**SOURCE EXTRACT:**
Regulatory Outlook

Regulated procurement | UK Regulatory Outlook June 2026

Published on 30th June 2026

Government publishes Procurement Policy Note on public interest test and insourcing strategy | Debarment Review Service publishes its operational protocol | Cabinet Office redraws national security exemption to cover four critical sectors | Welsh government publishes guidance on socially responsible procurement reporting

Government publishes Procurement Policy Note on public interest test and insourcing strategy 

The Cabinet Office has published Procurement Policy Note 024, requiring central government departments, executive agencies and non-departmental public bodies to conduct a "Public Interest Test" before commencing any planned procurement or re-procurement of services worth more than £1 million. The test is designed to encourage government departments to consider the viability of delivering a service in-house before going to market.

In-scope organisations with annual contract spend of £100 million or more will also be required to develop and publish a five-year Insourcing Strategy by 1 April 2027. Quarterly reporting of Public Interest Test outcomes to the Government Commercial Agency will be required from the same date. A number of exemptions apply, including direct award contracts, defence and security contracts and contracts governed by the NHS Provider Selection Regime.

For suppliers to public sector, the PPN signals the government's desire from a policy perspective to choose insourcing. However, the Public Interest Test only requires the public sector to consider insourcing, and does not mandate it where insourcing is not practical or feasible. Businesses with significant public sector contract revenue should therefore be alive to the risk of some contracts being brought in-house, but should weigh this risk against the likelihood of such a move being feasible for the public sector.

Debarment Review Service publishes its operational protocol 

The Debarment Review Service (DRS) has published its operational protocol: a guide to how it will manage investigations to decide whether to enter suppliers onto the debarment list on the basis of the exclusion grounds listed in Schedules 6 and 7 of the Procurement Act 2023. 

With the Act having been in force for over a year and the debarment list still empty, the publication of this protocol represents the first detailed public account of how the DRS will exercise its investigatory powers. This includes a three-stage triage process with the most important element being whether the DRS should investigate. 

In this stage, the DRS will consider if there are any compelling reasons not to investigate. If no such reasons apply, the DRS will assess the case as high, medium or low risk against the four criteria in the Triage Risk Assessment Framework. At the time of writing, the threshold at which the DRS will investigate is where at least one criterion is assessed as being high risk. This appears to be a somewhat asymmetric test, and it will be interesting to observe how it operates in practice.

**DATA LISTING:**

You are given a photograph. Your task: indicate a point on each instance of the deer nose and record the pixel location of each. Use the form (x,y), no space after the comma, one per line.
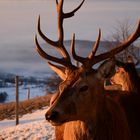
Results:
(51,116)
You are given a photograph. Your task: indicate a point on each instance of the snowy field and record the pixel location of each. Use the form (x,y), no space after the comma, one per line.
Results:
(32,127)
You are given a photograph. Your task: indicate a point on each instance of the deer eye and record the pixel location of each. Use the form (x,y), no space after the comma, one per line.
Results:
(84,88)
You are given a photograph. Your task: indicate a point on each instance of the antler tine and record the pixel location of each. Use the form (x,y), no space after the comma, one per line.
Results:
(59,45)
(135,35)
(95,47)
(49,57)
(70,14)
(74,55)
(55,44)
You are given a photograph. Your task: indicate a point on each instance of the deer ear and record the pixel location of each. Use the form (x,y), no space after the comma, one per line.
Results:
(59,70)
(106,69)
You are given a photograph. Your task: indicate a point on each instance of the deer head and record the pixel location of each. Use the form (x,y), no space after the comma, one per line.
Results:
(82,87)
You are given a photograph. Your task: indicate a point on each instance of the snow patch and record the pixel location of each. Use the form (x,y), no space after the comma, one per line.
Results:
(32,127)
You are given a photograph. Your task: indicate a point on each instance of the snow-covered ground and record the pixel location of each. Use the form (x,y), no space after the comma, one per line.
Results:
(32,127)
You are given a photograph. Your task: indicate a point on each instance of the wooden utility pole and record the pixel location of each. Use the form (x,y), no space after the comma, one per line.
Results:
(17,99)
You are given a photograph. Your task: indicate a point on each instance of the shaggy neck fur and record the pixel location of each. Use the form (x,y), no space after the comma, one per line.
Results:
(110,125)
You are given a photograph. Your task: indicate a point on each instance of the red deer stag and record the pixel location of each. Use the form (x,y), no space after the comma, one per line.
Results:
(80,110)
(126,76)
(129,98)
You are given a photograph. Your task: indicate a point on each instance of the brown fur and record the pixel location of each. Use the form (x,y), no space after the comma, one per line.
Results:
(99,118)
(129,97)
(107,127)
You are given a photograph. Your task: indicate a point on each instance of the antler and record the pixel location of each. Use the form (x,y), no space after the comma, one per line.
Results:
(92,59)
(59,45)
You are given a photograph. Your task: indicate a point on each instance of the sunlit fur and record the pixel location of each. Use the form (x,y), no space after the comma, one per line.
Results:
(129,97)
(87,114)
(127,77)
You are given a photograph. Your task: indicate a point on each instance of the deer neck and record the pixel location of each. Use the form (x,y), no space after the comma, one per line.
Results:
(79,130)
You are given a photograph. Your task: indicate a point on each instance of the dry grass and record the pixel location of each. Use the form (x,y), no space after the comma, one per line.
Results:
(7,110)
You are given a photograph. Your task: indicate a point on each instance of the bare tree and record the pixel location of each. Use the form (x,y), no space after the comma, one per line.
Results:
(121,32)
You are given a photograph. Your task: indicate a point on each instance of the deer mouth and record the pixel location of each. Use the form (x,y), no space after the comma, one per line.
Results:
(56,123)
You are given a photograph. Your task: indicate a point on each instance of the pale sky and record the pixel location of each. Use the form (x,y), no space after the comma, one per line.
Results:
(18,20)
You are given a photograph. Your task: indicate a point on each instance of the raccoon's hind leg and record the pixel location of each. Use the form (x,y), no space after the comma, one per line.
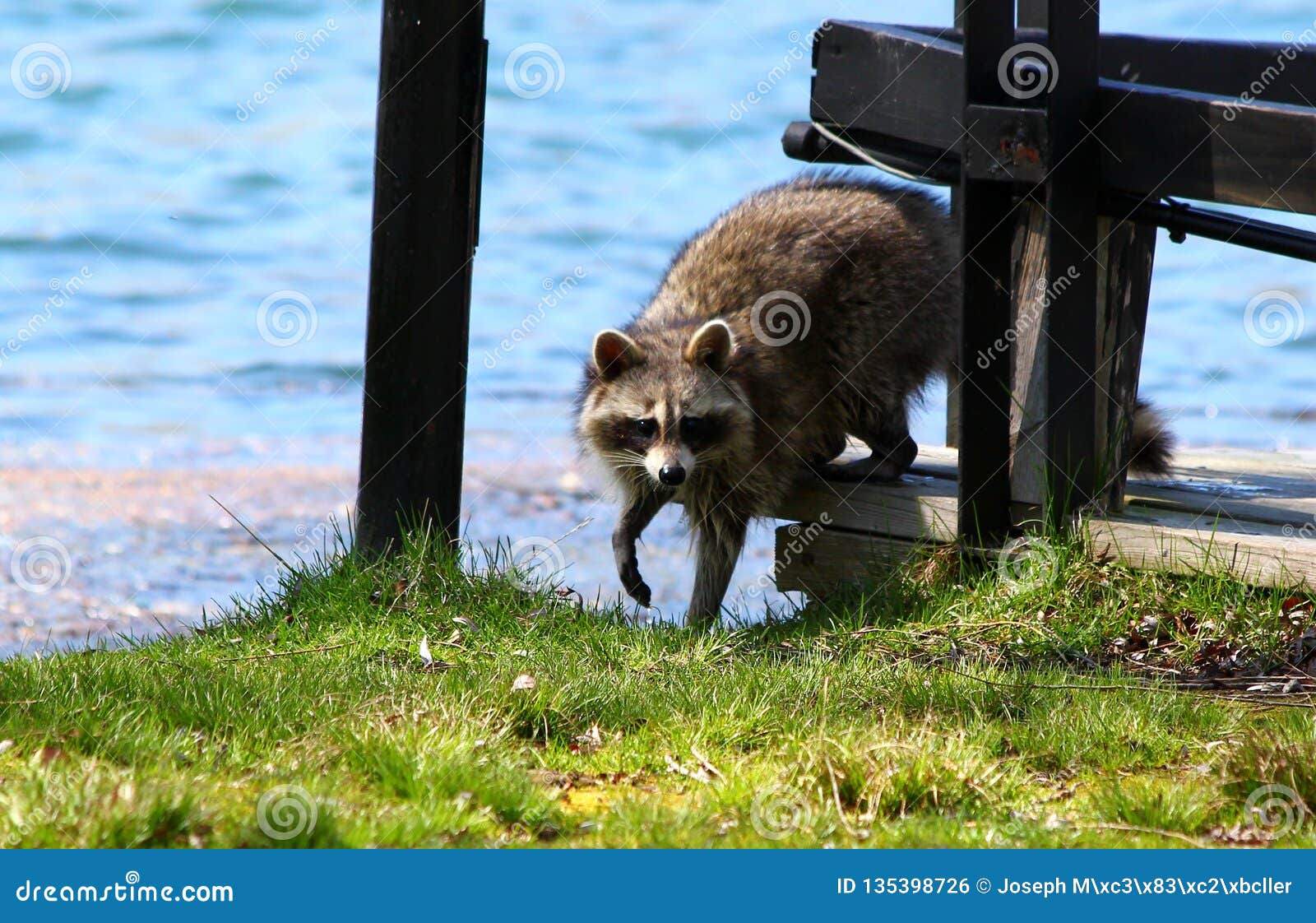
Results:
(886,432)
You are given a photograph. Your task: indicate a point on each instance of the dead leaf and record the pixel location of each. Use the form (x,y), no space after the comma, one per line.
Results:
(587,741)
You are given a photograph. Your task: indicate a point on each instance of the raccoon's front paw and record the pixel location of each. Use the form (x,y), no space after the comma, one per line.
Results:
(635,585)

**REQUIREMENT:** Write the next part of the regulated procurement update above, starting right after its final sentence.

**ANSWER:**
Small and medium-sized enterprises (SMEs) with limited public sector exposure are unlikely to score highly against any of the four triage criteria, even where the underlying exclusion ground is a serious one (a criminal conviction, for example). Unless the SME happens to deliver goods or services that are critical to essential services, the referral is likely to fall below the investigation threshold. In such cases, the DRS would only investigate if there is a compelling public interest reason to justify an investigation (that is, the DRS might consider that the severity of the exclusion ground is itself a compelling reason to investigate). This would place the case at the bottom of the priority list, which should offer a degree of comfort to smaller suppliers who may be anxious about the prospect of debarment.

The position for major strategic suppliers is very different. A supplier with significant public procurement exposure, and especially the Crown's named strategic suppliers, will always score highly on the first criterion alone. This means that any referral, regardless of the severity of the exclusion ground, is likely to clear the investigation threshold. For those suppliers, the only way to avoid investigation is for the DRS to identify a compelling reason not to investigate, such as ongoing legal proceedings or imminent commercial negotiations, or perhaps the comparative insignificance of the exclusion ground.

If you would like to discuss the debarment process further, please contact your usual Osborne Clarke contact or a member of our procurement team.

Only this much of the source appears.